(Dataset excerpts on pointing at objects)

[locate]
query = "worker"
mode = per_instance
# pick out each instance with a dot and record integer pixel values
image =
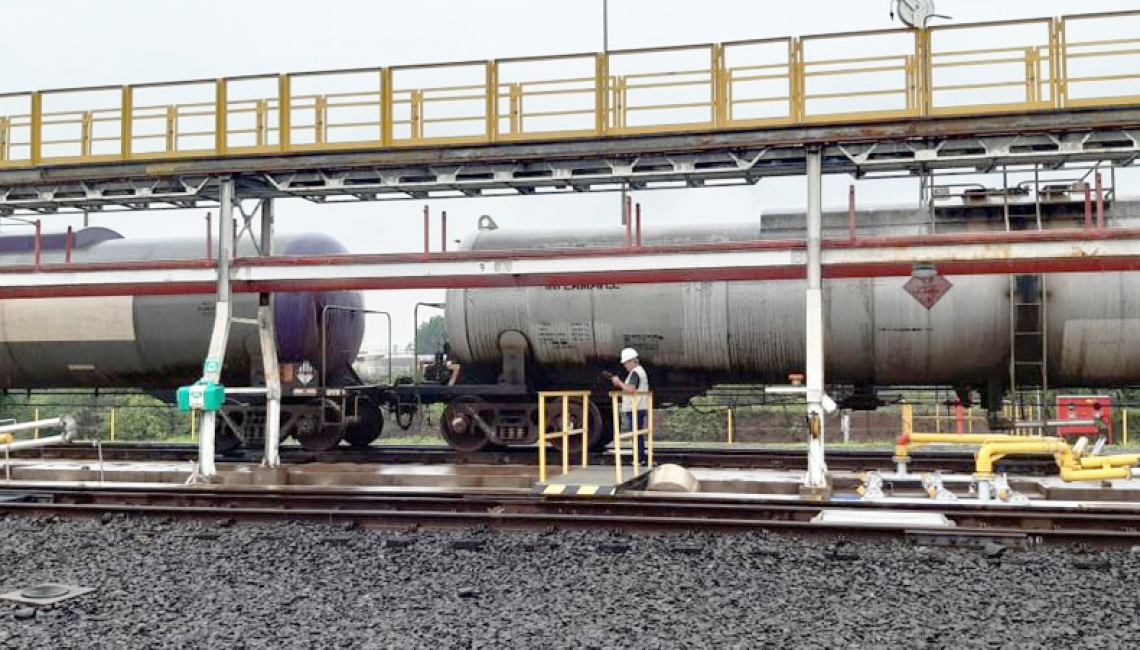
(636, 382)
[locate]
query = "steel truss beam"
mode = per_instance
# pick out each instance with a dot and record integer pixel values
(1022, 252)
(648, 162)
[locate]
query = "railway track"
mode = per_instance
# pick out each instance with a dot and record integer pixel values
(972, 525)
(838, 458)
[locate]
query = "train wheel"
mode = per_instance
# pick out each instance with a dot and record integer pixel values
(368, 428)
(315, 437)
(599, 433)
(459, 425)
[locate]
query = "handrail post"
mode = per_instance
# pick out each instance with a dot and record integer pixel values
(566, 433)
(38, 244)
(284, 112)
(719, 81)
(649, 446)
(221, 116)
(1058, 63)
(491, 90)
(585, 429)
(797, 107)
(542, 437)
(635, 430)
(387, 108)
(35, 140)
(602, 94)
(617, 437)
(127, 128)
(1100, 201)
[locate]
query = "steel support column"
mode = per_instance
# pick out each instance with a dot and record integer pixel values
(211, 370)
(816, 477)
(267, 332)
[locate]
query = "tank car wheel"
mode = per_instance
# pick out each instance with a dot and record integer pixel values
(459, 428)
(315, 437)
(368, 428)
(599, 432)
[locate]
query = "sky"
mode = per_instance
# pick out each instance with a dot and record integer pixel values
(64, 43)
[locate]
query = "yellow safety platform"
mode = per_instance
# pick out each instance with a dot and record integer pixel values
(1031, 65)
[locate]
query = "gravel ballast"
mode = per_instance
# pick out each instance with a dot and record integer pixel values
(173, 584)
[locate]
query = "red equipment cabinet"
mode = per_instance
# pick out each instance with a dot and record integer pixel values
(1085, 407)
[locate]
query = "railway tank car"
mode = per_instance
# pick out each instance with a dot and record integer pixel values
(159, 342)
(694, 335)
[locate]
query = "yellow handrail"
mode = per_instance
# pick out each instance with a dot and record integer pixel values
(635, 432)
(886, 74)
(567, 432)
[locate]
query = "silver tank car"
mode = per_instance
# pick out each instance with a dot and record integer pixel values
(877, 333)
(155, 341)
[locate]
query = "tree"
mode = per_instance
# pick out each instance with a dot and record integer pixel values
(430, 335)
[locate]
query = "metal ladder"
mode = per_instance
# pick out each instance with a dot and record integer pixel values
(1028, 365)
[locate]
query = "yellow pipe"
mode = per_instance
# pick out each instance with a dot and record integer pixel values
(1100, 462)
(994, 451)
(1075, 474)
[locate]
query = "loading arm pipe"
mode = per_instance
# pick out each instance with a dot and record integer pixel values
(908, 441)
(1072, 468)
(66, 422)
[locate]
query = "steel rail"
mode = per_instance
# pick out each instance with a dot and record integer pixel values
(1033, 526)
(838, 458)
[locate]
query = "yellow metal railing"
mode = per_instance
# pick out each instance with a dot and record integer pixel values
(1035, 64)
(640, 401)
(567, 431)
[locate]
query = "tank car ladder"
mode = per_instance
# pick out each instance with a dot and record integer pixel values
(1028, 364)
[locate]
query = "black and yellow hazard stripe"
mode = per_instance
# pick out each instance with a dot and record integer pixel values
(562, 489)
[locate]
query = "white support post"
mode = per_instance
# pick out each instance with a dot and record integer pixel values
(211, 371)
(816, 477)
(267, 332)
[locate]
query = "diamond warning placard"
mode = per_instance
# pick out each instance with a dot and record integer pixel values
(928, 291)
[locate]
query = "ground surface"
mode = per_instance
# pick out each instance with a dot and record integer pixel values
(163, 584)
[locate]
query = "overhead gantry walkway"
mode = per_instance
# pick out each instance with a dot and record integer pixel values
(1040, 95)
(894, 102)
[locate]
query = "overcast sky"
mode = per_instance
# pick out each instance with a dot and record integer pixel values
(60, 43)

(Exercise requirements): Rewrite all of the lines above as a JSON list of strings, one string per line, skipping any blank lines. Leave the pictures out of your answer.

(Output of the task):
[
  "[locate]",
  "query = \"worker\"",
  "mode = per_instance",
  "# pick out each instance with a dot and record integer pixel values",
  "image =",
  "(636, 382)",
  "[locate]",
  "query = \"steel truss beam\"",
  "mode = per_instance",
  "# pick out each instance with a dot and record integer pixel values",
  "(1022, 252)",
  "(648, 162)",
  "[locate]",
  "query = \"railway track\"",
  "mode = per_instance",
  "# pick out each instance with a dot and record integer pixel values",
  "(972, 525)",
  "(838, 458)",
  "[locate]",
  "query = \"train wheel\"",
  "mode = per_instance",
  "# pick out each instance with a dot and record integer pixel values",
  "(368, 428)",
  "(315, 437)",
  "(599, 433)",
  "(459, 425)",
  "[locate]",
  "query = \"handrail post\"",
  "mode = per_instance",
  "# pick out each instance with a dot and record integer pixel values",
  "(566, 433)",
  "(38, 244)",
  "(284, 112)",
  "(719, 81)",
  "(649, 446)",
  "(221, 116)",
  "(1058, 63)",
  "(491, 90)",
  "(585, 429)",
  "(797, 107)",
  "(542, 437)",
  "(635, 430)",
  "(387, 108)",
  "(35, 140)",
  "(602, 94)",
  "(617, 437)",
  "(127, 128)",
  "(1100, 201)",
  "[locate]",
  "query = \"steel support column\"",
  "mode = per_instance",
  "# pick out each instance with a dot and record integer pixel values",
  "(211, 370)",
  "(816, 477)",
  "(267, 332)",
  "[locate]",
  "query = \"tank car wheel\"",
  "mode = per_instance",
  "# pick out each instance with a dot and record integer pixel values",
  "(459, 428)",
  "(315, 437)",
  "(368, 428)",
  "(599, 432)",
  "[locate]",
  "query = \"sky\"",
  "mode = per_instance",
  "# pick out each instance with a dot and record integer pixel values",
  "(64, 43)",
  "[locate]",
  "query = \"yellow safety platform\"",
  "mode = per_instance",
  "# pick out each instance with a dot and record integer pixel values",
  "(1031, 65)",
  "[locate]",
  "query = \"gravel ballast\"",
  "mode = per_instance",
  "# pick out each instance with a dot and record integer pixel values",
  "(173, 584)",
  "[locate]",
  "query = \"red equipment cabinet\"",
  "mode = per_instance",
  "# pick out each instance with a dot and record integer pixel values",
  "(1085, 407)",
  "[locate]",
  "query = \"railway tank car\"",
  "mode = per_instance",
  "# pick out each instance with a dot and record integer pixel values",
  "(159, 342)",
  "(694, 335)",
  "[locate]",
  "query = \"yellow handrail\"",
  "mode = per_instance",
  "# pick out each instance with a dot and record integer pixel values",
  "(635, 432)",
  "(886, 74)",
  "(567, 432)",
  "[locate]",
  "query = \"silver tank car\"",
  "mode = per_instance",
  "# pick out each instance with a dot and record integer pixel values",
  "(877, 333)",
  "(155, 341)",
  "[locate]",
  "query = \"tree\"",
  "mode = per_instance",
  "# pick out each instance with a dot and record integer pixel values",
  "(430, 335)",
  "[locate]",
  "query = \"metal ladder\"",
  "mode = per_instance",
  "# pick out each instance with a dot and record integer pixel values",
  "(1028, 365)",
  "[locate]",
  "query = \"yellow pipe\"",
  "mode = per_instance",
  "# pick out each instance with a dot and record integer pixel values",
  "(1100, 462)",
  "(994, 451)",
  "(1075, 474)",
  "[locate]",
  "query = \"loading arm pipe\"",
  "mode = per_instance",
  "# pick out each instance with a dot and record integer pixel values",
  "(908, 441)",
  "(1072, 468)",
  "(66, 422)",
  "[locate]",
  "query = \"steel rail\"",
  "mode = per_instance",
  "# pick out each instance with a dot and record integer pixel values",
  "(1033, 526)",
  "(838, 458)",
  "[locate]",
  "query = \"yellow metal railing\"",
  "mode = per_instance",
  "# pick out each instance with a dot and record integer pixel values",
  "(1035, 64)",
  "(640, 401)",
  "(567, 431)",
  "[locate]",
  "query = \"tank car ladder\"",
  "mode = per_instance",
  "# pick out each instance with a dot and record integer pixel values",
  "(1028, 364)",
  "[locate]",
  "query = \"black and yellow hazard stripe\"",
  "mode = per_instance",
  "# pick out each instance with a dot and record integer pixel values",
  "(562, 489)",
  "[locate]",
  "query = \"white support post\"",
  "mode = per_instance",
  "# pick out each instance with a dot and record integer pixel values",
  "(211, 371)",
  "(816, 477)",
  "(267, 332)",
  "[locate]",
  "query = \"diamond warning placard\"",
  "mode = per_instance",
  "# pick out each instance with a dot and record integer pixel values",
  "(928, 291)",
  "[locate]",
  "query = \"ground surface\"",
  "mode = per_instance",
  "# pick out each instance with a dot and record integer pixel values",
  "(163, 584)",
  "[locate]",
  "query = \"overhead gantry walkway\"",
  "mode = per_instance",
  "# pick out each instance with a dot and record integer pixel values",
  "(1040, 95)",
  "(894, 102)",
  "[locate]",
  "query = \"overcast sky\"",
  "mode = per_instance",
  "# pick out each instance with a dot and record integer pixel values",
  "(60, 43)"
]